Image object location entries
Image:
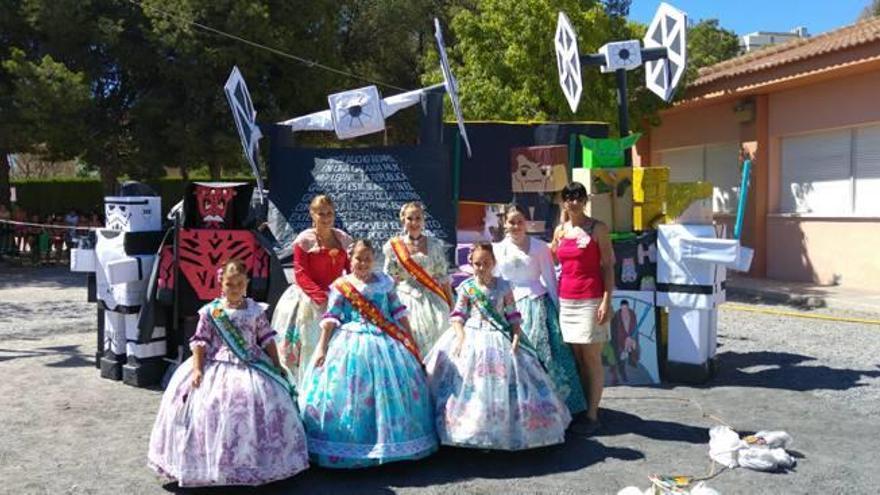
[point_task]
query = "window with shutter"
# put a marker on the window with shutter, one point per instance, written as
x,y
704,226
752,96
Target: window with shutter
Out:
x,y
816,174
685,164
723,171
867,171
716,163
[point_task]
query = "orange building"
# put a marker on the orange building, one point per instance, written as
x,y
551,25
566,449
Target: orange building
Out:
x,y
810,110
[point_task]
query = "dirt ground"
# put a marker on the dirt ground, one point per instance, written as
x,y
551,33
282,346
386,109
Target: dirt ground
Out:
x,y
67,431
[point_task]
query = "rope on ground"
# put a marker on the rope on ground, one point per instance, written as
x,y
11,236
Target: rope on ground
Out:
x,y
795,314
681,483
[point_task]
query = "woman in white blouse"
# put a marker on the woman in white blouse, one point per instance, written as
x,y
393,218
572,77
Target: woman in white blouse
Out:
x,y
527,264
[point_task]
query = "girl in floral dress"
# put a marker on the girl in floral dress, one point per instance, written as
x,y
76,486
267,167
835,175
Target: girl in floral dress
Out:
x,y
319,257
490,390
527,264
418,264
228,416
365,398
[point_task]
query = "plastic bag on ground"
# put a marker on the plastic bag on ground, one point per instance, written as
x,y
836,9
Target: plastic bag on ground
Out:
x,y
723,446
764,459
772,439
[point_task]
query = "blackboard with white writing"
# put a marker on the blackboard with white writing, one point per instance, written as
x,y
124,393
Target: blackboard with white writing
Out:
x,y
368,186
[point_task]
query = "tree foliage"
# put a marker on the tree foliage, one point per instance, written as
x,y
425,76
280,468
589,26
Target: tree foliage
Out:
x,y
134,86
870,10
709,44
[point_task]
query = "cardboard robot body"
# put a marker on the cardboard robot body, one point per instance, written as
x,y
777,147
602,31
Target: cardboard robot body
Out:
x,y
691,273
122,261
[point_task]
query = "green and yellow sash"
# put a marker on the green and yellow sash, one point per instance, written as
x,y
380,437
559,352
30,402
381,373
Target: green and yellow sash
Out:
x,y
416,270
236,342
497,320
374,315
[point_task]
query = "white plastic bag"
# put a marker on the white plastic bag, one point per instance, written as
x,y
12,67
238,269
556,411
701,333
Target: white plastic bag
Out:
x,y
723,446
772,439
701,489
765,459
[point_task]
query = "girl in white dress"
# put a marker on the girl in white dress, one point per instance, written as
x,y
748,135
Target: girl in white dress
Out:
x,y
417,262
527,264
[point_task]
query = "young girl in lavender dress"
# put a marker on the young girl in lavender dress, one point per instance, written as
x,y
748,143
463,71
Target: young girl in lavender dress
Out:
x,y
228,416
490,390
365,398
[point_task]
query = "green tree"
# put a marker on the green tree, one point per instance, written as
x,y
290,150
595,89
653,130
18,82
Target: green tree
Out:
x,y
708,44
40,98
870,10
103,42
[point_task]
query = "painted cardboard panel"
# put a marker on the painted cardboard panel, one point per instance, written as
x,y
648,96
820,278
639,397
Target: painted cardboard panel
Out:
x,y
630,355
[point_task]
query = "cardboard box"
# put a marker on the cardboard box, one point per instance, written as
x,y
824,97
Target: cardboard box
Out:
x,y
689,203
606,153
611,195
649,196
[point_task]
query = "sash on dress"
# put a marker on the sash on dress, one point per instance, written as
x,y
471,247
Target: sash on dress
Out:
x,y
418,273
374,315
487,309
238,345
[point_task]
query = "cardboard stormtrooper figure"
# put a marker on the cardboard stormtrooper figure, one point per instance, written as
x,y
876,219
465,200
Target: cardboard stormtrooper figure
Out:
x,y
212,225
122,260
691,272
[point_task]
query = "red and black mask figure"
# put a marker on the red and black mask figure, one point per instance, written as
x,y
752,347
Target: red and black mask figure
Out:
x,y
213,205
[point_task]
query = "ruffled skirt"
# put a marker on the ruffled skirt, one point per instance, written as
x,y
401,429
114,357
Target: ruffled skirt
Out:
x,y
237,428
541,325
296,320
368,404
428,314
489,398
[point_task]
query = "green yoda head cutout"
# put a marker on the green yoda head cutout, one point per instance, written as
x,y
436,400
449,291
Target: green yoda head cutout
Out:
x,y
606,153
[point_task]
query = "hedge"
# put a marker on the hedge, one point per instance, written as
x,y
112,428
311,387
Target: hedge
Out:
x,y
59,195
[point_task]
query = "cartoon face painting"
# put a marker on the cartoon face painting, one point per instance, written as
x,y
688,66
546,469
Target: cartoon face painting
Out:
x,y
213,205
539,169
132,213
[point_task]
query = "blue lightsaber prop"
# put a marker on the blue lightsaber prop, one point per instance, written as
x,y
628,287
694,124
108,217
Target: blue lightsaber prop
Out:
x,y
743,194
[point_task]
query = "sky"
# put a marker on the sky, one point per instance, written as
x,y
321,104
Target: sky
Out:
x,y
748,16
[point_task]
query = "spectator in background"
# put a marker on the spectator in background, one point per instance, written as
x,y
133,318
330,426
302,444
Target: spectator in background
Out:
x,y
71,219
20,232
59,239
6,236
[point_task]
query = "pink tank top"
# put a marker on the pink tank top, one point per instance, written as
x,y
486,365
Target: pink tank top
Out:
x,y
581,276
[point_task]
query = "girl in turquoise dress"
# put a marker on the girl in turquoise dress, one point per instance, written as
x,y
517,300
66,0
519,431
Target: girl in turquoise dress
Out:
x,y
365,398
490,390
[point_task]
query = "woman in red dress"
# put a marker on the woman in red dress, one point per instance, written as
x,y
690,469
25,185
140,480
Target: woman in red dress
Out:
x,y
320,256
583,247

■ GIVEN PROBLEM ■
Locate every line in the rows above that contains the word "yoda", and copy each of those lines out. Case counts.

■ RESPONSE BELOW ■
query = "green yoda head cutout"
# put a marker on the green yoda head cutout, one point per instance, written as
Target: green yoda head cutout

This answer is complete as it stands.